◆ GOAL OF THE EXERCISE:
Write out every entry exactly as given, but omit the pictures.

◆ SOURCE DATA:

*** Block opens ***

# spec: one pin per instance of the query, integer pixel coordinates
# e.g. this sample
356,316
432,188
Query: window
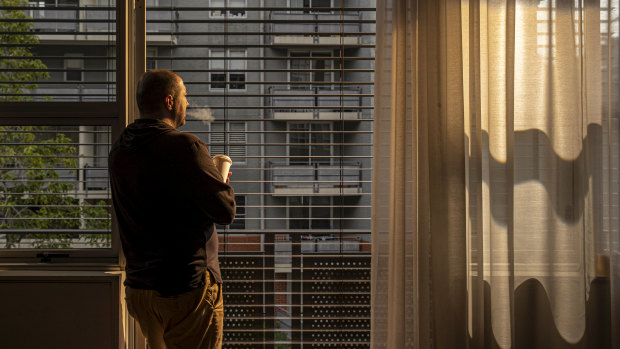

*** Block closes ***

◆ RESPONSE TO THE TASK:
# spec: one pin per instance of the query, integer pixel coordinates
# e.g. this sample
356,316
432,188
Query: window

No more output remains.